Prompt:
Write out the items below again, replacing "bounding box" with "box coordinates" everywhere and keeping everything else unchanged. Leave the pictures out of your answer.

Extracted data entries
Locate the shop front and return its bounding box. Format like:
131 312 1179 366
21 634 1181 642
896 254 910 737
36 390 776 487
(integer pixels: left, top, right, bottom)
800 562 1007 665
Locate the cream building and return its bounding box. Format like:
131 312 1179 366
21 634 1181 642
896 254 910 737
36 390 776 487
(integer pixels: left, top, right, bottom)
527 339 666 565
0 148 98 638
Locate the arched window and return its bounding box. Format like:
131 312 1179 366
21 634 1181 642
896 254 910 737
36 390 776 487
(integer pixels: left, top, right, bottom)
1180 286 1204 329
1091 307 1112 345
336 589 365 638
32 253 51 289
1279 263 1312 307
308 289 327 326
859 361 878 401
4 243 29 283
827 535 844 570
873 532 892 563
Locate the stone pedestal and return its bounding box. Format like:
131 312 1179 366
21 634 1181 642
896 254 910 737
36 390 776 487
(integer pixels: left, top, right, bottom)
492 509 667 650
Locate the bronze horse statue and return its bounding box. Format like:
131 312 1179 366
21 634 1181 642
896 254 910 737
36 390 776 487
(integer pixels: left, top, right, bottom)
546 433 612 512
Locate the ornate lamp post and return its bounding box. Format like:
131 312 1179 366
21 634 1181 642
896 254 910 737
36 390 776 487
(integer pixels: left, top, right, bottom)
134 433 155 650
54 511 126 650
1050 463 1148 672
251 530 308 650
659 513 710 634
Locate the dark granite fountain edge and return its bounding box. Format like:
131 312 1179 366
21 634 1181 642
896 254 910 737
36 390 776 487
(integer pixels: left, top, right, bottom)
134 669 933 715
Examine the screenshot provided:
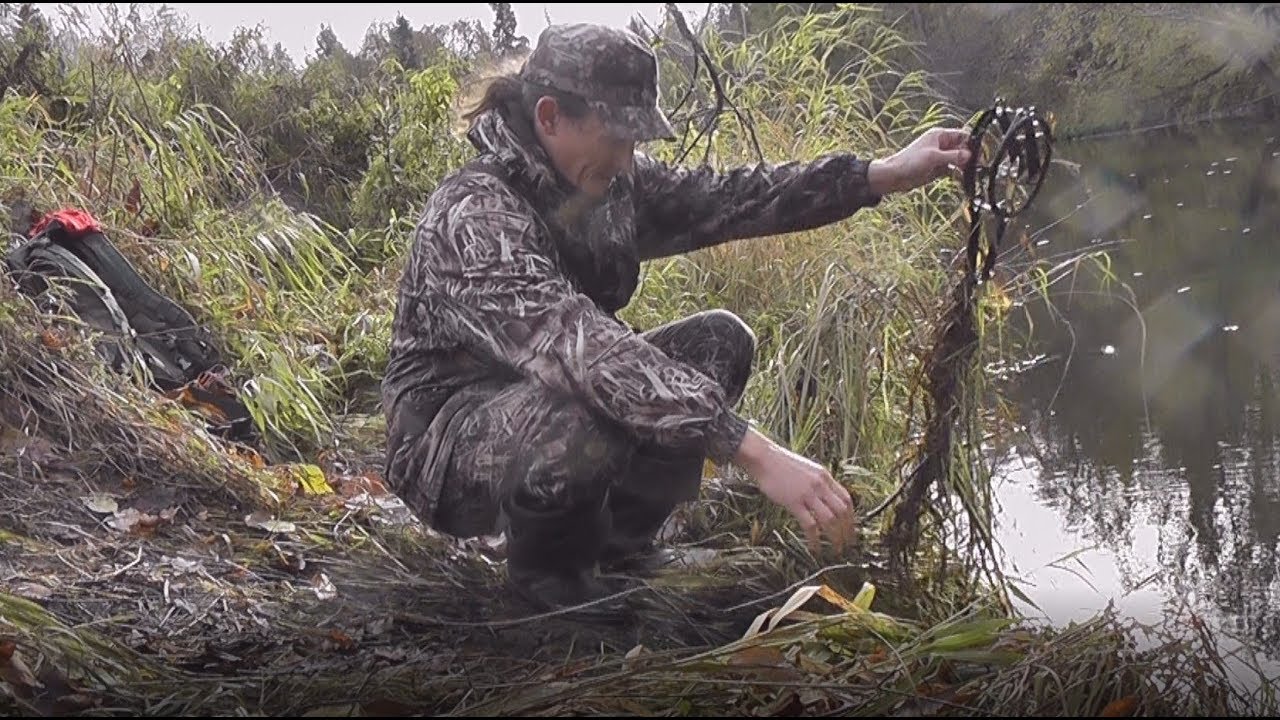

The answer:
Locate the shop front and return its box coordinates. Format like:
131 312 1179 366
21 634 1181 642
896 254 910 737
36 390 776 487
(integer pixels: left, top, right, bottom)
800 562 1007 665
Locate the cream building and return its box coordinates. Format like:
131 312 1179 366
21 634 1181 642
896 254 910 737
36 390 776 487
(integer pixels: left, top, right, bottom)
527 339 666 565
0 148 98 638
Locate the arched window and return its box coordinates. Format like:
131 312 1179 366
21 634 1181 642
896 254 910 737
36 390 776 487
(integer pixels: left, top, right, bottom)
1180 286 1204 329
1091 307 1112 345
336 589 365 638
32 253 51 289
1279 263 1312 307
308 289 327 326
859 361 878 401
4 243 29 283
827 535 844 570
873 532 892 563
Locate the stone pedestal and return its box coordinates. Format like:
131 312 1179 366
21 634 1181 642
896 254 910 737
36 390 776 487
(integer pixels: left, top, right, bottom)
492 509 667 650
Locate the bronze horse statue and return its box coordinates. Format like:
131 312 1179 366
21 634 1181 642
896 254 910 737
36 390 776 487
(integer pixels: left, top, right, bottom)
546 433 612 512
Locate the ornate lamp post and return its box coordinates. Format like:
131 312 1179 366
21 634 1181 642
896 254 910 737
36 390 776 487
(integer pixels: left, top, right, bottom)
134 433 155 650
54 511 126 650
1050 463 1148 672
251 530 308 650
659 513 710 634
Locate the dark granite fountain edge and return its box coordinates. Format like:
131 312 1179 366
21 634 1181 642
896 254 910 737
36 390 776 487
(integer pixels: left, top, right, bottom)
134 669 933 715
Examine the screenshot provided:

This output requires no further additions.